OBJECTIVE:
Place every line of the records below into a Markdown table with the columns Row and Line, numbering each row and leaving out blank lines.

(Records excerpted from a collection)
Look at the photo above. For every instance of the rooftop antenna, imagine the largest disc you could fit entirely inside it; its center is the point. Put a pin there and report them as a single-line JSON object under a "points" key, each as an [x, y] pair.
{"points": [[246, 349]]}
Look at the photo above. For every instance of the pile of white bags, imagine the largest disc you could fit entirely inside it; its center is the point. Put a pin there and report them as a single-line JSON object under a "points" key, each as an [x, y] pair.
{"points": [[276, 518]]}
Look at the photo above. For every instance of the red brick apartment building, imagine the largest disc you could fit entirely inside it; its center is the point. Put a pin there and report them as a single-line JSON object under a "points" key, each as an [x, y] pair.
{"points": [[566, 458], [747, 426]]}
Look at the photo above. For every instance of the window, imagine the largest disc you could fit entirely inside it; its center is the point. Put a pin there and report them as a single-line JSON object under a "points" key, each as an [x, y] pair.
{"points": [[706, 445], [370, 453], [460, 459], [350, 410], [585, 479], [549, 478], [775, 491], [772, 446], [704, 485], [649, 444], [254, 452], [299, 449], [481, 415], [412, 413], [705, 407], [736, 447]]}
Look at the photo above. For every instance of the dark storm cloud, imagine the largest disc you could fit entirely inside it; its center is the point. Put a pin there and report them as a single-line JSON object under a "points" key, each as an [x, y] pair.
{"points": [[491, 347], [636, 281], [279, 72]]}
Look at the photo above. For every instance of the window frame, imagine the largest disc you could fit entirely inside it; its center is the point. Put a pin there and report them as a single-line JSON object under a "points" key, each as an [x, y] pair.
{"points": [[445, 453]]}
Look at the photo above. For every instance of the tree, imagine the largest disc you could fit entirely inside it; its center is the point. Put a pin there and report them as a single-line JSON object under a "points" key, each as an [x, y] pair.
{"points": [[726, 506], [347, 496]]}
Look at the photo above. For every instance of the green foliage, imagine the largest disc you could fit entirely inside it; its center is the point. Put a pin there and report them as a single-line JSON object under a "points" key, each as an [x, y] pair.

WRITTEN RESPONSE:
| Row | Line |
|---|---|
| 1 | Look at the photo above. For every instance of the rooftop antenna, imagine the largest disc you could fit entirely inside it; its center is the point. Put a pin there and report them as a single-line JSON object under a "points" key, each as an [x, y] pair. |
| 2 | {"points": [[246, 349]]} |
| 3 | Look at the photo above. For every instance of the pile of white bags, imagine the largest disc you could fit entirely inside it; its center is the point. Put a pin there and report them as a single-line JSON object under a "points" key, each as an [x, y] pair. |
| 4 | {"points": [[276, 518]]} |
| 5 | Look at the photo above. For every instance of the red brick apartment building, imagine the largest disc you could fit entirely inside it; its center is the point. Put a pin there and report them as a single-line JSON object under a "points" key, each as an [x, y] pair. |
| 6 | {"points": [[566, 458], [747, 426]]} |
| 7 | Look at the photo above. For every instance of the window, imagine the largest disc you could fit entirely inside it; its center is the point. Put a pin there and report them as a single-line JSON object under a "points" key, each as an [x, y] pair. |
| 8 | {"points": [[706, 445], [370, 453], [460, 459], [350, 410], [585, 479], [549, 478], [775, 491], [772, 446], [704, 485], [649, 444], [254, 452], [299, 449], [481, 415], [412, 413], [705, 407], [736, 447]]} |
| 9 | Look at the photo above. For every instance of the dark storm cloud, imagine the largest disc you could fit entirely inside it; its center is the point. Put a pin there and report them as a single-line JSON object under a "points" key, each as an [x, y] pair. |
| 10 | {"points": [[491, 347], [636, 281], [279, 72]]} |
| 11 | Look at the photo above. For every instance of the window frame, imagine the largest disc you could fit entirely inside it; its center is the point. Put a pin there and report them as a single-line JSON object under a "points" key, each as an [x, y] pair. |
| 12 | {"points": [[445, 453]]} |
| 13 | Look at the photo above. For every instance of the tree, imagine the largest disc you could fit entirely inside it; its center is the point. Put a pin there and report them as a single-line JSON object under a "points" key, each as an [x, y] pair. |
| 14 | {"points": [[726, 506], [347, 496]]} |
| 15 | Look at the photo above. For every instance of the green foliage, imagine the largest disc you could fit entirely inside it; its center is the point. Put a pin there and report them as a single-line JSON object under a "points" key, each as an [x, y] pair. |